**Text to read:**
The Artist: Renan Ozturk

“The creativity and climbing go hand in hand,” says Renan Ozturk.

Climber, artist, and filmmaker Renan Ozturk has been held at knifepoint in the deserts of Chad, sustained a traumatic head injury while backcountry skiing in the Tetons, and suffered through hallucinations on Himalayan big walls. Through it all, the cameras have been rolling.

Over the course of the last two years, the 32-year-old’s athleticism, creativity, and storytelling have come together in accessible, inspirational tales consumed by hundreds of thousands of people online.

“The creativity and climbing go hand in hand,” says Ozturk, who calls Boulder, Colorado, home. “I developed them side by side. When I’m part of a team, I always pay attention to how much energy I’m putting into the creativity versus the brass tacks, the things in the mountains that could kill you.”

After graduating from Colorado College, Ozturk jettisoned most of his worldly possessions and decided to make his home in the deserts around Moab, Utah. His art flourished in pencil sketchbooks and then grew into large canvases laid out across the desert. Those visions became Internet videos from burly Himalayan and South American climbs. Ozturk preferred to shoot, edit, and publish the videos live, during the expedition. The stories he tells require only a lightweight, bare-bones team.

With his latest and most ambitious project, Meru, Ozturk has gone one step further—a feature-length documentary following Ozturk, Jimmy Chin, and Conrad Anker’s much heralded 2011 return to and first ascent of the Shark’s Fin on Meru in the Indian Himalaya. The climb itself required living on the wall for 12 days in temperatures that hovered around minus 20ºF. Ozturk was still recovering from cranial and spinal fractures sustained in a near-lethal skiing accident in Wyoming’s Tetons almost six months earlier.

“This climb nearly killed us,” says the soft-spoken Ozturk. “Making the film [was] even harder. Meru is the mountain that keeps on giving.”

Upon returning home, Ozturk realized he was sitting on the story of a lifetime and went to work. A feature-length film required collaborators, countless hours of editing, and a near-obsessive persistence to root out the deeper ideas behind the climb the three men consider to be their greatest climbing accomplishment. With themes of mentorship, obsession, and passion, the film is poised to reach a larger audience. Ozturk hopes to premiere it at the Sundance Film Festival.

Ozturk topped off 2012 with the first successful completion of the Tooth Traverse, a five-mile-long enchainment of peaks in Alaska’s Ruth Gorge, and traveling to Nepal’s Khumbu region to work on a time-lapse photography and art project with Sherpa Cinema. In late October, Ozturk went to Oman on a story with The North Face for National Geographic magazine.

“It was a big year with some very personal goals,” says Ozturk of the Tooth Traverse and Meru, which both required several attempts over the last few years. “I now feel a lot more free to explore other things.”

—Fitz Cahall

THE INTERVIEW

Adventure: You just returned from Nepal’s Khumbu region on a creative mission. What were you up to?

**Given request 1:** From the Renan Ozturk profile, extract everything from "Climber, artist, and" down to "have been rolling.".
**Given request 2:** In the Renan Ozturk profile, how many days did the Meru climb require living on the wall?

**Data records:**
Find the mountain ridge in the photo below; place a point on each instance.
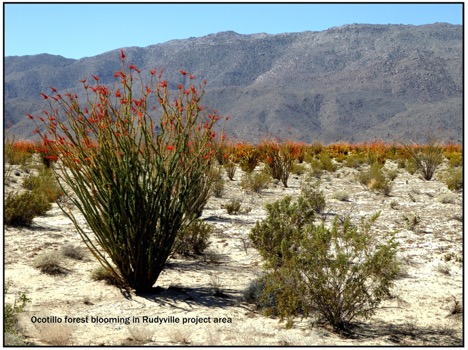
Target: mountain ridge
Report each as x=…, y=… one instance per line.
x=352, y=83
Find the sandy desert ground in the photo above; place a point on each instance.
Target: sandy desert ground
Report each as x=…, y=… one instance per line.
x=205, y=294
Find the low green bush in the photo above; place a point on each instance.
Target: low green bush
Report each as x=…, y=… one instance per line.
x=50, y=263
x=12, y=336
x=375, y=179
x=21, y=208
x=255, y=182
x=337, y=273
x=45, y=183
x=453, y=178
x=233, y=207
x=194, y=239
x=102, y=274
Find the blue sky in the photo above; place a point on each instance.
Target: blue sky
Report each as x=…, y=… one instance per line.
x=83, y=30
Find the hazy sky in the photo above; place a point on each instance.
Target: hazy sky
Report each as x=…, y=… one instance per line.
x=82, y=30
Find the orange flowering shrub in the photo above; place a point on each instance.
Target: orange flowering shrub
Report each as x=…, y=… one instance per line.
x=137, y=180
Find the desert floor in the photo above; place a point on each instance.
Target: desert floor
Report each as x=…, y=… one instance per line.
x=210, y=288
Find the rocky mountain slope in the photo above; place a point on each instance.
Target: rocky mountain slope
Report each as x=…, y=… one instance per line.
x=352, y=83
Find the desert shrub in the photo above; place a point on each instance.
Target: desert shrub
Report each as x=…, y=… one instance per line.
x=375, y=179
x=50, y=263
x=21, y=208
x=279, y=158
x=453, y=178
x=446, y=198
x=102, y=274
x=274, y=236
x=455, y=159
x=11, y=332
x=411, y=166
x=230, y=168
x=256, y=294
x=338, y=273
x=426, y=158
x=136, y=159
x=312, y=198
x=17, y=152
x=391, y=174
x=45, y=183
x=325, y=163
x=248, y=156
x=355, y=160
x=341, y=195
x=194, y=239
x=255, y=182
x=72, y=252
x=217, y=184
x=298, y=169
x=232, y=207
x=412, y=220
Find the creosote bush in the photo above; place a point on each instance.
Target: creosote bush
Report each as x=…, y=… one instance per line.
* * *
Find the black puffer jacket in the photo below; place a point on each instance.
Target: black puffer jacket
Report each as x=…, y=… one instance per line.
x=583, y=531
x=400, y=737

**Written solution 1:**
Climber, artist, and filmmaker Renan Ozturk has been held at knifepoint in the deserts of Chad, sustained a traumatic head injury while backcountry skiing in the Tetons, and suffered through hallucinations on Himalayan big walls. Through it all, the cameras have been rolling.

**Written solution 2:** 12 days